* Work instructions *
Revise the material below so that every "straight edges" becomes "line segments", and leave all other text unchanged. Leave the pictures out of your answer.

++++ Supplied information

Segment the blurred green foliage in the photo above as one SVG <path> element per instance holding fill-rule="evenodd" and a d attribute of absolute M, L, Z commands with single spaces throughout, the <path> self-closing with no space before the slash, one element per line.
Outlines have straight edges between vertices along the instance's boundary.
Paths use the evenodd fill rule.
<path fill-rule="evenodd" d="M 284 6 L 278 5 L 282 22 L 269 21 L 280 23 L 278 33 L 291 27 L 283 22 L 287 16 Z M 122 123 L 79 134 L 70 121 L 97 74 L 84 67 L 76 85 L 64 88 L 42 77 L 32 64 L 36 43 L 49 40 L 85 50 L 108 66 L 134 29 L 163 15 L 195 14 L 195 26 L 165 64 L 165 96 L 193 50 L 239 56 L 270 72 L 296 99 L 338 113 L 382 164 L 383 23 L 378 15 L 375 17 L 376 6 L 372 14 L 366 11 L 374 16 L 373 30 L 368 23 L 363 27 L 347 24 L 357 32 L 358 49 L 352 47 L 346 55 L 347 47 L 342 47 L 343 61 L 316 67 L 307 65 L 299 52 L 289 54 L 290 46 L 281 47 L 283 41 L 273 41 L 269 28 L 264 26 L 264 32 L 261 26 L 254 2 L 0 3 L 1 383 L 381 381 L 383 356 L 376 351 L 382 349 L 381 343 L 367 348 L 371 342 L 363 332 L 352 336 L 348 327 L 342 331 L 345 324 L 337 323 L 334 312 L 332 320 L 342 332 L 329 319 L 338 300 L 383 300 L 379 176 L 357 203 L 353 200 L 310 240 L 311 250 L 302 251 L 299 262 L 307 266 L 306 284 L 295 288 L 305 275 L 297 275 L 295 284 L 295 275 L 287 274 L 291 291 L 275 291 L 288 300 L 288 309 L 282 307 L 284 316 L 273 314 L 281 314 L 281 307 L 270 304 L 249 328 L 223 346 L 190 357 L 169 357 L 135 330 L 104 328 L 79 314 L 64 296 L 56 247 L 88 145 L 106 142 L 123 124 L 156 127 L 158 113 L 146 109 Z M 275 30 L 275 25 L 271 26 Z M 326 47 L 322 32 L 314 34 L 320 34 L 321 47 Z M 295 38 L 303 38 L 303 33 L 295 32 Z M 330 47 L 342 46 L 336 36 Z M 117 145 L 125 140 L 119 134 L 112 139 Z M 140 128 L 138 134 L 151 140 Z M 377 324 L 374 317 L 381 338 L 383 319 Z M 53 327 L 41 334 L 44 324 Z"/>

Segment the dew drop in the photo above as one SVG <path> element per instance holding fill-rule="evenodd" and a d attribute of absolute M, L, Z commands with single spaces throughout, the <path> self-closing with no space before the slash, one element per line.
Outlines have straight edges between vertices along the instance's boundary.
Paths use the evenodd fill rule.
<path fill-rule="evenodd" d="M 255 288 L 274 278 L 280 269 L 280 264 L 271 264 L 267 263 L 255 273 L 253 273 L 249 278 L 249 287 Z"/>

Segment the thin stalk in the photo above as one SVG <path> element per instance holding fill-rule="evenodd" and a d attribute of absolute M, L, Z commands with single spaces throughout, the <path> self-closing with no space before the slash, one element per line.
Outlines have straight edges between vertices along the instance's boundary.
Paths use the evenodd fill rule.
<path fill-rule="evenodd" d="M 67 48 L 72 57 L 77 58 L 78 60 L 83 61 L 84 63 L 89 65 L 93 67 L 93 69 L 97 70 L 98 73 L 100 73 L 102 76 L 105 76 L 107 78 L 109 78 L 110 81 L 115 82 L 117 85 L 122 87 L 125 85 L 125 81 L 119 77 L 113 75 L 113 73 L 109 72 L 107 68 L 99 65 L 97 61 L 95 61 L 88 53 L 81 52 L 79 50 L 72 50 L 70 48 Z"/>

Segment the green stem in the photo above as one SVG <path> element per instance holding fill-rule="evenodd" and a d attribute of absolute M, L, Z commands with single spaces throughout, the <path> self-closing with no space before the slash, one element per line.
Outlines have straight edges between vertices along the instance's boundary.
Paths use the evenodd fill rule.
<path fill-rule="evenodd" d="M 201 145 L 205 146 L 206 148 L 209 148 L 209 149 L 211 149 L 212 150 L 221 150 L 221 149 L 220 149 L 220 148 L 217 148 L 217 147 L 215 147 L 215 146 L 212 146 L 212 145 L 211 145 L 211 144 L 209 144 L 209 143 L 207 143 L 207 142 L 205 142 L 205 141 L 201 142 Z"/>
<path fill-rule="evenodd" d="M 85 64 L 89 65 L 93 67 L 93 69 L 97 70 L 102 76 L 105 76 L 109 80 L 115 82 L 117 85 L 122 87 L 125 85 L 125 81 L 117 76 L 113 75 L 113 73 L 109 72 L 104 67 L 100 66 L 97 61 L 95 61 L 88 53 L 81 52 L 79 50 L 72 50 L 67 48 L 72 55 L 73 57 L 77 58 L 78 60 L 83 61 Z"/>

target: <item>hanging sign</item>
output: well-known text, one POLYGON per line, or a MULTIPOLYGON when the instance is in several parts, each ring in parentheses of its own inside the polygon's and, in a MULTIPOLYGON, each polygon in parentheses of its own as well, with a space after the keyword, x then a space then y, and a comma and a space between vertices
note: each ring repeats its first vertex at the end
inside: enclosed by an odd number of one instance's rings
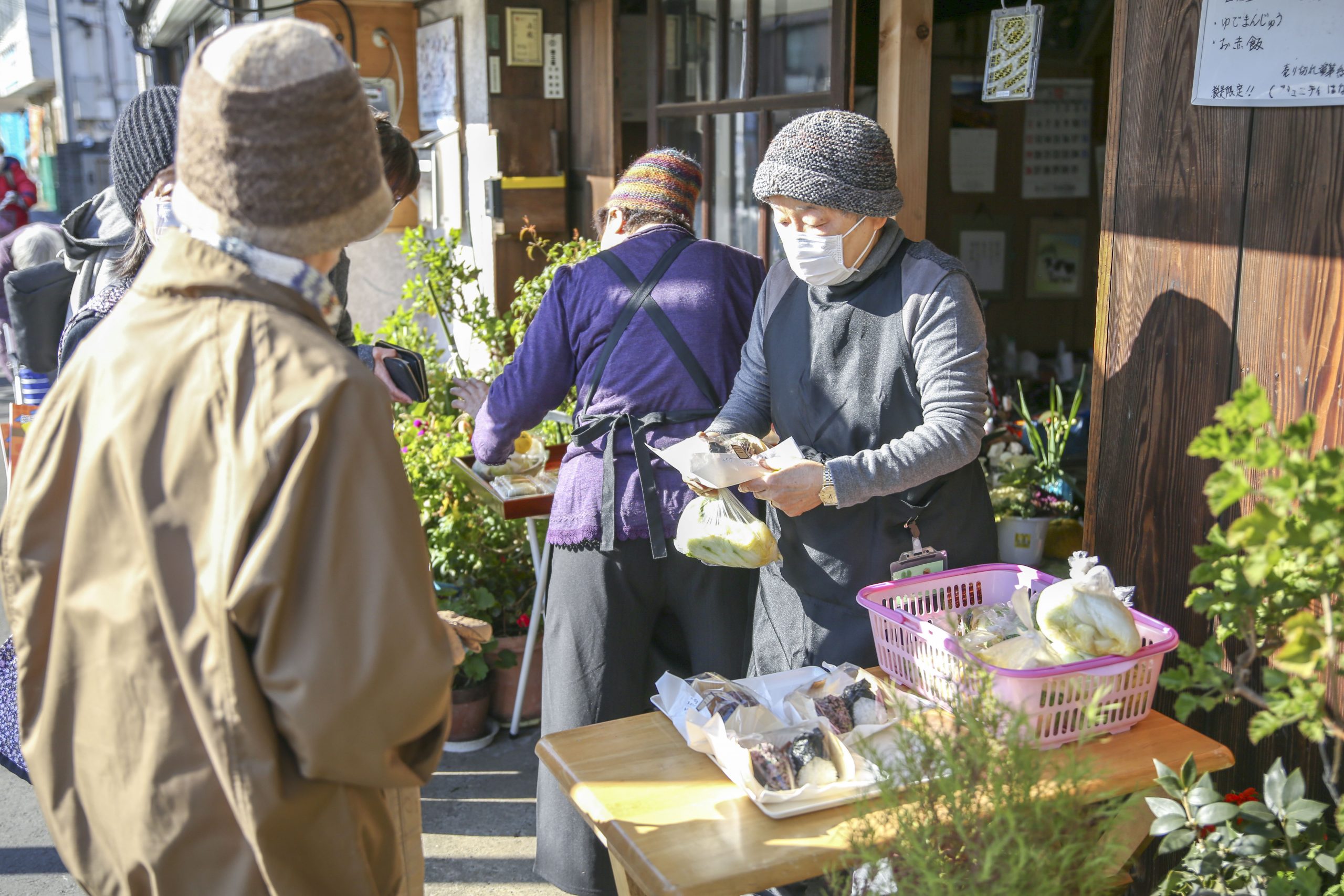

++++++++

* Reply to the task *
Segment the blurred green foliage in the photo above as one SVG <path> element per instance holding fill-rule="evenodd" and a d attribute of absolute M, L, Z commands with single spaces throughout, the <path> self-closing with no space before the slash, one element per line.
Outlines have line segments between vertices along the instance's boundary.
Paths use the evenodd fill rule.
<path fill-rule="evenodd" d="M 284 6 L 278 5 L 282 22 L 269 21 L 280 23 L 278 33 L 291 27 L 283 22 L 287 16 Z M 122 123 L 79 134 L 70 121 L 97 74 L 84 67 L 76 85 L 64 88 L 42 77 L 32 64 L 36 43 L 49 40 L 85 50 L 108 66 L 134 29 L 163 15 L 195 14 L 195 26 L 165 64 L 165 96 L 193 50 L 239 56 L 270 72 L 296 99 L 338 113 L 382 164 L 383 23 L 378 15 L 375 17 L 376 6 L 372 14 L 366 11 L 374 16 L 373 30 L 368 23 L 363 27 L 347 24 L 357 32 L 358 49 L 352 47 L 346 55 L 347 47 L 342 47 L 343 61 L 316 67 L 307 65 L 299 52 L 289 54 L 290 46 L 281 47 L 283 41 L 273 41 L 269 28 L 264 26 L 264 32 L 261 26 L 254 2 L 0 3 L 1 383 L 381 381 L 383 356 L 376 351 L 382 349 L 381 343 L 367 348 L 371 342 L 363 332 L 352 336 L 348 327 L 342 331 L 345 324 L 337 323 L 334 312 L 332 320 L 342 332 L 329 319 L 338 300 L 383 300 L 379 176 L 357 203 L 353 200 L 310 240 L 311 250 L 302 251 L 299 262 L 307 266 L 306 284 L 295 288 L 305 275 L 297 275 L 295 284 L 295 275 L 287 274 L 291 291 L 275 291 L 288 300 L 288 309 L 282 307 L 284 316 L 273 314 L 281 314 L 281 307 L 270 304 L 249 328 L 223 346 L 190 357 L 169 357 L 135 330 L 104 328 L 79 314 L 64 296 L 56 247 L 88 145 L 106 142 L 123 124 L 156 127 L 158 113 L 146 109 Z M 275 30 L 275 25 L 271 26 Z M 326 47 L 322 32 L 314 34 L 320 34 L 321 47 Z M 295 38 L 303 38 L 303 33 L 295 32 Z M 330 47 L 342 46 L 336 36 Z M 117 145 L 125 140 L 119 134 L 112 139 Z M 140 128 L 138 134 L 151 140 Z M 377 324 L 374 317 L 381 338 L 383 319 Z M 53 327 L 41 334 L 44 324 Z"/>

Segment the dew drop in the photo above as one SVG <path> element per instance holding fill-rule="evenodd" and a d attribute of absolute M, L, Z commands with single spaces throughout, the <path> self-closing with no space before the slash, one element per line.
Outlines have line segments between vertices along the instance's boundary.
Paths use the evenodd fill rule.
<path fill-rule="evenodd" d="M 255 288 L 274 278 L 280 269 L 280 264 L 271 264 L 267 263 L 255 273 L 253 273 L 249 278 L 249 287 Z"/>

Segment the thin stalk in the photo above as one SVG <path> element per instance holding fill-rule="evenodd" and a d attribute of absolute M, L, Z commands with single spaces throughout, the <path> self-closing with no space before the slash, one element per line.
Outlines have line segments between vertices along the instance's boundary.
Paths use the evenodd fill rule.
<path fill-rule="evenodd" d="M 67 48 L 72 57 L 77 58 L 78 60 L 83 61 L 84 63 L 89 65 L 93 67 L 93 69 L 97 70 L 98 73 L 100 73 L 102 76 L 105 76 L 107 78 L 109 78 L 110 81 L 115 82 L 117 85 L 122 87 L 125 85 L 125 81 L 119 77 L 113 75 L 113 73 L 109 72 L 107 68 L 99 65 L 97 61 L 95 61 L 88 53 L 81 52 L 79 50 L 72 50 L 70 48 Z"/>

Segment the green stem in the photo above as one SVG <path> element per instance holding fill-rule="evenodd" and a d attribute of absolute M, L, Z commands with single spaces throughout, the <path> self-closing with no space before the slash, one element per line.
Outlines have line segments between vertices along the instance's boundary.
Paths use the evenodd fill rule.
<path fill-rule="evenodd" d="M 201 145 L 205 146 L 206 148 L 209 148 L 209 149 L 211 149 L 212 150 L 221 150 L 221 149 L 220 149 L 220 148 L 217 148 L 217 147 L 215 147 L 215 146 L 212 146 L 212 145 L 211 145 L 211 144 L 209 144 L 209 143 L 207 143 L 207 142 L 205 142 L 205 141 L 201 142 Z"/>
<path fill-rule="evenodd" d="M 85 64 L 89 65 L 93 67 L 93 69 L 97 70 L 102 76 L 105 76 L 109 80 L 115 82 L 117 85 L 122 87 L 125 85 L 125 81 L 117 76 L 113 75 L 113 73 L 109 72 L 104 67 L 100 66 L 97 61 L 95 61 L 88 53 L 81 52 L 79 50 L 72 50 L 67 48 L 72 55 L 73 57 L 77 58 L 78 60 L 83 61 Z"/>

target: <item>hanging sign</item>
output: well-known text, one POLYGON per line, or a MULTIPOLYGON when the instance is in several parts, each ring in parentheses of its own inside the polygon's and, in a MULTIPOLYGON, each polygon in parentheses of its own as well, with a space after the keyword, x then a space then y, and a comma and a space between vertices
note: each ring repeats its first vertex at the end
inside: enclosed by an odd number of one instance's rings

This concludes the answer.